## Description of the task:
Can you write out every line of the records below again, requests included, with 92 added to each x and y coordinate in the answers? Leave the pictures out of your reply.

==============================

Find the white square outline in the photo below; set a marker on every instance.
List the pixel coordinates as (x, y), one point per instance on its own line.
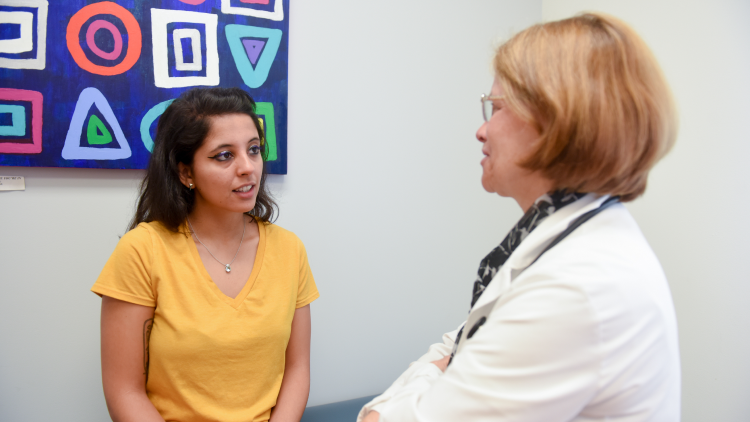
(195, 43)
(40, 61)
(23, 43)
(276, 15)
(160, 18)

==============================

## Task output:
Find the white square outline in the photo below; set a marker on every instance.
List the pixel coordinates as (x, y), one point per instance on its own line.
(287, 135)
(132, 153)
(115, 135)
(368, 107)
(252, 110)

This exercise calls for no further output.